[Records from a dataset]
------------------------

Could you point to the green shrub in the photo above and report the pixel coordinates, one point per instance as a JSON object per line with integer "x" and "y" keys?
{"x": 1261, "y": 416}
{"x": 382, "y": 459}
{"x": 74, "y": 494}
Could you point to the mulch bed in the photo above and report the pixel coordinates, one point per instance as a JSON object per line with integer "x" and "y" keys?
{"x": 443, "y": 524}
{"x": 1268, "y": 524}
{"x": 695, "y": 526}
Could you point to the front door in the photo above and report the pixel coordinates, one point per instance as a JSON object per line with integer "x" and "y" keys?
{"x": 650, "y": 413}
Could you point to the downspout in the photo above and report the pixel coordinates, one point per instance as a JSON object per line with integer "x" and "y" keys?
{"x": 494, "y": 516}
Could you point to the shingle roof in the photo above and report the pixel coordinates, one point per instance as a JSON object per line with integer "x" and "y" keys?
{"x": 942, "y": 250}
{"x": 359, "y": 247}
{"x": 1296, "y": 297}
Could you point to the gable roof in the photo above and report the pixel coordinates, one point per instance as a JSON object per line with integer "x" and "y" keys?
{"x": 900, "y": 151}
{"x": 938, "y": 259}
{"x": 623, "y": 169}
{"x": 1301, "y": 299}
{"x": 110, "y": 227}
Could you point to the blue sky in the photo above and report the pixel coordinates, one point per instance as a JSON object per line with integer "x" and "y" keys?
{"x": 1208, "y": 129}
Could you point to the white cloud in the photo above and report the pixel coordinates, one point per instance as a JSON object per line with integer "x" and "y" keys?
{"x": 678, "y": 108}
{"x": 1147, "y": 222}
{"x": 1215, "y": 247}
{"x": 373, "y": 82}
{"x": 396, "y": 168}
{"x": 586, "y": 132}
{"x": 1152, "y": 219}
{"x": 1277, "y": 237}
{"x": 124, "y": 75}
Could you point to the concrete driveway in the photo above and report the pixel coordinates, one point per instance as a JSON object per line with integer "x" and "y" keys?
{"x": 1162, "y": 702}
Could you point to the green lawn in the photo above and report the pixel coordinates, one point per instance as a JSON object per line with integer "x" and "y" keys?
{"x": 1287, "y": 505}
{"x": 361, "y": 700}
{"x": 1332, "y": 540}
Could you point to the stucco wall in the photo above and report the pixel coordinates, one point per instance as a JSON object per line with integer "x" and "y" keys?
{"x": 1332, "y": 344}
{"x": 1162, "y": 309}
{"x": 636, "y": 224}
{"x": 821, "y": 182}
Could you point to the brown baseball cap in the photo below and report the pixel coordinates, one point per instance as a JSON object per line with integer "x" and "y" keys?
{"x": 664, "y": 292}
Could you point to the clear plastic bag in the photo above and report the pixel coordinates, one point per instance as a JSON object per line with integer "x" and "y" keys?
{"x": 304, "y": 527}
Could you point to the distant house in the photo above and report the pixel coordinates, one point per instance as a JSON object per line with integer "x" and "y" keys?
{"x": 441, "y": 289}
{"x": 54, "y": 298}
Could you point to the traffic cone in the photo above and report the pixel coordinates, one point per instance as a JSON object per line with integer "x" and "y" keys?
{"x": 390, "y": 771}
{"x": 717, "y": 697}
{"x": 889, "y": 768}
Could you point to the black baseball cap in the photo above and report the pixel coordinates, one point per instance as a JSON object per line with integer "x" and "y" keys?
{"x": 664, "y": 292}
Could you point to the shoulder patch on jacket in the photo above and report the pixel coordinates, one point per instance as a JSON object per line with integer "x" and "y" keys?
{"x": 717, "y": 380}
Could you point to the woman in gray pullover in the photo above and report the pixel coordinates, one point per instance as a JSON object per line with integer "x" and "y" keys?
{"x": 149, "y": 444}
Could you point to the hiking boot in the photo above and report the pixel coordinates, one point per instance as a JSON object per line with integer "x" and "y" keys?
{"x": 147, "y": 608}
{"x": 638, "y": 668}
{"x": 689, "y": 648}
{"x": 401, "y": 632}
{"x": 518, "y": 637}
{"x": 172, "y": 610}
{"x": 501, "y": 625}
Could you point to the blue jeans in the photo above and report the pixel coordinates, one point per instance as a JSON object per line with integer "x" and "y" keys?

------------------------

**EXERCISE GOAL**
Reproduce the complete set of lines precisely as supplied.

**SOLUTION TO THE PROBLEM**
Could you point to the green shrub in the photo above and report the pixel coordinates, one point per instance as a JSON object per line with integer "x" and "y" keys?
{"x": 1261, "y": 416}
{"x": 382, "y": 459}
{"x": 74, "y": 494}
Could you point to the mulch bed in the photo above and report the pixel coordinates, one point per instance as a JSON object per line with integer "x" and "y" keys?
{"x": 443, "y": 524}
{"x": 1268, "y": 524}
{"x": 695, "y": 526}
Could you point to the front door in the photo above and report the pixel coordinates, one point per instance as a JSON object per line with integer "x" and "y" keys?
{"x": 650, "y": 413}
Could you point to the downspout in the photo above and report the pixel coordinates, one point per instance as a JSON object per line with integer "x" and "y" keys?
{"x": 494, "y": 516}
Could you point to the shingle roof in the photo above and report the pixel coordinates, one point per instance as a JSON object per line with integer "x" and "y" keys?
{"x": 942, "y": 250}
{"x": 359, "y": 247}
{"x": 1296, "y": 297}
Could you point to the gable roof in the photo above and report the pixel coordinates, one point per instance as a JSON object per line with integer "x" and "y" keys?
{"x": 900, "y": 151}
{"x": 938, "y": 259}
{"x": 623, "y": 169}
{"x": 1301, "y": 299}
{"x": 110, "y": 227}
Could you point to the blue sky in the photo above and report the pixel coordinates, one point per instance as a JSON object per line with integer "x" and "y" keys?
{"x": 1208, "y": 129}
Could you point to the white cloud in the photo above and report the pixel coordinates, one point per instance as a JSON object per line with integer "x" and "y" keys?
{"x": 678, "y": 108}
{"x": 1147, "y": 222}
{"x": 1215, "y": 247}
{"x": 373, "y": 82}
{"x": 396, "y": 168}
{"x": 586, "y": 132}
{"x": 1152, "y": 219}
{"x": 1277, "y": 237}
{"x": 124, "y": 75}
Could you point to the concrete driveway in the photo above and report the pixel coordinates, one point per instance as a JSON object per line with integer "x" and "y" keys?
{"x": 1162, "y": 702}
Could you point to the green lawn in the photo above and report the pixel coordinates, one point per instance as a JSON object per line with integer "x" and "y" keys?
{"x": 1287, "y": 505}
{"x": 361, "y": 700}
{"x": 1332, "y": 540}
Could you point to the stucco wall in the photo above and report the pixel coordinates, one point per instance as a JSON object per line with integer "x" and "y" keys?
{"x": 1332, "y": 344}
{"x": 1162, "y": 309}
{"x": 636, "y": 224}
{"x": 821, "y": 182}
Could you point to the brown baseball cap in the photo below and report the pixel coordinates, one point per instance as a JSON object per line with integer "x" and "y" keys?
{"x": 664, "y": 292}
Could you point to the clear plastic bag in the photo above and report the pixel coordinates, one point per instance as a JSON object per line with integer "x" and "y" keys?
{"x": 304, "y": 527}
Could you point to the distant house in the photo above and report the pixel coordinates, one point per instance as a JSON object per line with integer "x" and "y" keys?
{"x": 441, "y": 289}
{"x": 54, "y": 298}
Could you point to the traffic cone in the photo above and report the pixel coordinates, one point per instance as a JSON object per line with integer "x" and "y" keys?
{"x": 390, "y": 771}
{"x": 717, "y": 697}
{"x": 889, "y": 768}
Could you point to the black baseball cap in the photo above and report the pixel coordinates, one point per instance as a JSON object per line with integer "x" and "y" keys?
{"x": 664, "y": 292}
Could you point to the shoulder patch on jacket in the photo above and report the pixel coordinates, one point per instance as a JSON object per line with integer "x" and "y" keys?
{"x": 717, "y": 380}
Could you point to the woman in gray pullover in the photo above and report the pixel coordinates, one point per instance as a JSON object per line with integer "x" and "y" keys?
{"x": 149, "y": 444}
Could you point to the hiking boot in the photo above and report the pixel coordinates, one point per instance as a JSON object per line with integer "x" and "y" keys?
{"x": 147, "y": 608}
{"x": 638, "y": 668}
{"x": 689, "y": 648}
{"x": 401, "y": 632}
{"x": 518, "y": 637}
{"x": 172, "y": 610}
{"x": 501, "y": 625}
Could you point to the blue jeans in the photo above and report the pixel coordinates, one point per instance as a JSON object per line with integer "x" and "y" keys?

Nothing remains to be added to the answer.